PASSAGE TO READ:
- Chamberlain in 1939
- Born: Anne de Vere Cole 1 June 1882 Edinburgh, City of Edinburgh, Scotland
- Died: 12 February 1967 (aged 84) Belgravia, Royal Borough of Kensington and Chelsea, Greater London, England
- Resting place: St Peter's Church, Harborne
- Known for: Spouse of the prime minister of the United Kingdom (1937–1940)
- Spouse: Neville Chamberlain ​ ​(m. 1911; died 1940)​
- Children: 2

= Anne Chamberlain =

Wife of Neville Chamberlain (1883–1967)

Anne de Vere Chamberlain (1 June 1882 - 12 February 1967) was the wife of British prime minister Neville Chamberlain. A successful businessman when they married, he credited her with encouraging him into political life, and rising to the premiership.

==Biography==
Anne de Vere Cole was born on 1 June 1882 to Major William Utting Cole, of West Woodhay House, Berkshire. Her mother, Mary de Vere, was Irish, and traced her descent to the 15th Earl of Oxford; she inherited Issercleran, Craughwell, County Galway, in 1888. Her brother was the noted prankster Horace de Vere Cole (1881–1936), who inherited the family seat some time after 1889; it was later owned by John Huston and then Merv Griffin and is now known as St. Cleran's House. From childhood Anne loved to travel, going abroad each year, later going to Canada and East Africa as a married woman. She married Neville Chamberlain in 1911, and remained his wife until his death in November 1940. They had two children, Dorothy and Frank.

At the time of her marriage her husband, a successful businessman, was already 41 years old and had expected to remain a bachelor. She encouraged and supported his entry into local politics and he was elected to the Birmingham City Council in November 1911. In 1914, just before the outbreak of the Great War, he was made an alderman and the following year was elected Lord Mayor of Birmingham. This marked the beginning of a public career in which Anne Chamberlain was to be Neville's constant companion, helper and trusted colleague, and to share in full his interests in housing and other political and social activities after his election as MP for the Birmingham constituencies of first Ladywood and then Edgbaston.

The couple had many tastes in common: a love of music and art, of books and flowers (while at 10 Downing Street, she created a bright border where previously there had been some sad London shrubs), and especially of the countryside and wildlife. She would accompany him on his outdoor excursions (though not always the whole way, for he was a prodigious walker), and learned much from his collections and studies of Lepidoptera (butterflies), plants and birds.

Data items
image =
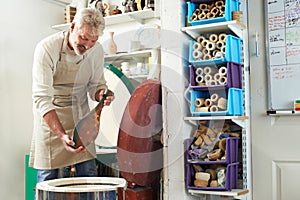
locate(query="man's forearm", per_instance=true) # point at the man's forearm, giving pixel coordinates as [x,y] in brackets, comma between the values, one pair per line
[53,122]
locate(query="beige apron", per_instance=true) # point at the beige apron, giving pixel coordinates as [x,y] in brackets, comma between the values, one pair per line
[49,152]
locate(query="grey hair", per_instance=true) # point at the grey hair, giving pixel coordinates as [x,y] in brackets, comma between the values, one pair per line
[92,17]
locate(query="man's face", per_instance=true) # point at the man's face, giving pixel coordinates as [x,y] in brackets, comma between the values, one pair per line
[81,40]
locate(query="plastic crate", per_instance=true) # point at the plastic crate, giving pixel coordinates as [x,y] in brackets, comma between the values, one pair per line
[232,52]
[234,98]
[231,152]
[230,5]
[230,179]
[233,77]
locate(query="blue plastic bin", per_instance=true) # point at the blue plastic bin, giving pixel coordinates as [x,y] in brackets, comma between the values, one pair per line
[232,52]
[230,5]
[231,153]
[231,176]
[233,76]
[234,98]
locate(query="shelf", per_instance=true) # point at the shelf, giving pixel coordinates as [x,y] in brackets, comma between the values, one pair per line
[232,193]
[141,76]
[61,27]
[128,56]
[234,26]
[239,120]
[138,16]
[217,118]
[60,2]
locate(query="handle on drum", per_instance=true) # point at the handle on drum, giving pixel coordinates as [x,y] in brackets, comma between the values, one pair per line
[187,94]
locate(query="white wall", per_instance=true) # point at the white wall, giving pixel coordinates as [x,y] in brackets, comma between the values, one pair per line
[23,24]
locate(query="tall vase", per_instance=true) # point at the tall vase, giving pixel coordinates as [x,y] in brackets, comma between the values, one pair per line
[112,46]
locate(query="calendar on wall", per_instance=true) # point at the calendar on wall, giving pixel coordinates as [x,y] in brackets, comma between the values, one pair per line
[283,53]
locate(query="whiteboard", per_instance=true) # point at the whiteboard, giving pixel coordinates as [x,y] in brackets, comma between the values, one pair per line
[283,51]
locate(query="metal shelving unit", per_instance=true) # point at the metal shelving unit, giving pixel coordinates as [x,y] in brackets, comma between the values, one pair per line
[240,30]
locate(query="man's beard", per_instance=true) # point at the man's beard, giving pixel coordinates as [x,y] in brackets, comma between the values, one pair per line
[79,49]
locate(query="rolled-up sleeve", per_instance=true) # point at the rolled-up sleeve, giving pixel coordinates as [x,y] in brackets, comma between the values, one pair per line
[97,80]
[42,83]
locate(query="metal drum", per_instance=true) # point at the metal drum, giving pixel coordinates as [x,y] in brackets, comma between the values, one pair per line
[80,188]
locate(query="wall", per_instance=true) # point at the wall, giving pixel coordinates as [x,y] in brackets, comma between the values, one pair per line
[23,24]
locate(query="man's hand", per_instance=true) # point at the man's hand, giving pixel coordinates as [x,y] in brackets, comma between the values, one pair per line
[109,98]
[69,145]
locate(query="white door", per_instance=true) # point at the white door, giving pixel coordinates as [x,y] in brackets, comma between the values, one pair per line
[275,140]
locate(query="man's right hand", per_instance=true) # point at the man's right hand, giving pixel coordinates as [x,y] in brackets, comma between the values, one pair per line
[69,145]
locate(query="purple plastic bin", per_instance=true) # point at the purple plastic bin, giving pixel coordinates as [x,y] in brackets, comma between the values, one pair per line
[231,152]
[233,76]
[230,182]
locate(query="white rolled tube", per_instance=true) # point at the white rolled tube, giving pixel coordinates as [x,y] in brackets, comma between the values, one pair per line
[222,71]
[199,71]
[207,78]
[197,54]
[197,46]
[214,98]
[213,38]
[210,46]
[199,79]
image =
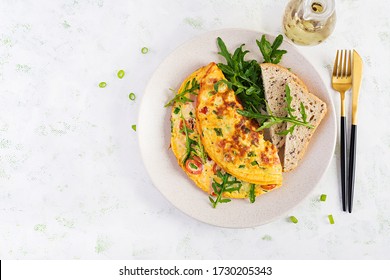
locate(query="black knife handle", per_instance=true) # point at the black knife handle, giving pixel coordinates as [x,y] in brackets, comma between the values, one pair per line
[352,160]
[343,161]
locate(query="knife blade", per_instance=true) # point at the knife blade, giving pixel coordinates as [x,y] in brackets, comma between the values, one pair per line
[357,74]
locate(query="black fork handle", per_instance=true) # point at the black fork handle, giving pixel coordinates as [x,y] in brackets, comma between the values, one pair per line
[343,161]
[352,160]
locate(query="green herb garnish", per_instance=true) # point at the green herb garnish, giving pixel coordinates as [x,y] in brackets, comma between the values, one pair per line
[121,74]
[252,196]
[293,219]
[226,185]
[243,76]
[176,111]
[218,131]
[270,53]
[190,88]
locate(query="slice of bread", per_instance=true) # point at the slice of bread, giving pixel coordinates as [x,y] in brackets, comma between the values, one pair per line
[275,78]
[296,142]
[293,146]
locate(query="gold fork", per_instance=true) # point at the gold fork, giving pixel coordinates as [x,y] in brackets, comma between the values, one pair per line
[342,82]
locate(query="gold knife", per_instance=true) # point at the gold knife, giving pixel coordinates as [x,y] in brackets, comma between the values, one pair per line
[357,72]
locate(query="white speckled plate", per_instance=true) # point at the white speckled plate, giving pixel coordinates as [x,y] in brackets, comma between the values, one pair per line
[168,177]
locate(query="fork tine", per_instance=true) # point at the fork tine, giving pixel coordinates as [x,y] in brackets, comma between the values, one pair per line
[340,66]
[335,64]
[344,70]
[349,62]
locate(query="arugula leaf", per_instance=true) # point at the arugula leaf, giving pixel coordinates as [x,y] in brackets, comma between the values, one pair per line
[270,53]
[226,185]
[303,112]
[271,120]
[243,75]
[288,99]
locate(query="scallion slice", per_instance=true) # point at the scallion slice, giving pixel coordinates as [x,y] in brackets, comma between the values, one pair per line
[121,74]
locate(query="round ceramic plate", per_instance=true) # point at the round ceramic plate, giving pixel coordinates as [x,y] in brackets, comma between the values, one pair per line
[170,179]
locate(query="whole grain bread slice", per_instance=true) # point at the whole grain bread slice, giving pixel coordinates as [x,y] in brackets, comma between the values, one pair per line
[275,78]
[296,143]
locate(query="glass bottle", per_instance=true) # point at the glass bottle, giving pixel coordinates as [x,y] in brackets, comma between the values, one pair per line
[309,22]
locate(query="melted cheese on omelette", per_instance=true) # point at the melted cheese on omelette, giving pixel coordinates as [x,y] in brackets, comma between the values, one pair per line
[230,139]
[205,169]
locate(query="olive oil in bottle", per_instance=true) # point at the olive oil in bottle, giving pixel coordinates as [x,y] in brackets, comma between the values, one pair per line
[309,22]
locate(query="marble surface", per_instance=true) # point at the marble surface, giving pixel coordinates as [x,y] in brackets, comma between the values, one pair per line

TASKS FOR THIS EXERCISE:
- 1) Translate this sentence from the Anne Chamberlain biography into German: "They had two children, Dorothy and Frank."
- 2) Reproduce the portion of the Anne Chamberlain biography starting with "- Chamberlain in" and going on through "to the premiership.".

RESULTS FOR EACH TASK:
- 1) Sie hatten zwei Kinder, Dorothy und Frank.

- 2)
- Chamberlain in 1939
- Born: Anne de Vere Cole 1 June 1882 Edinburgh, City of Edinburgh, Scotland
- Died: 12 February 1967 (aged 84) Belgravia, Royal Borough of Kensington and Chelsea, Greater London, England
- Resting place: St Peter's Church, Harborne
- Known for: Spouse of the prime minister of the United Kingdom (1937–1940)
- Spouse: Neville Chamberlain ​ ​(m. 1911; died 1940)​
- Children: 2

= Anne Chamberlain =

Wife of Neville Chamberlain (1883–1967)

Anne de Vere Chamberlain (1 June 1882 - 12 February 1967) was the wife of British prime minister Neville Chamberlain. A successful businessman when they married, he credited her with encouraging him into political life, and rising to the premiership.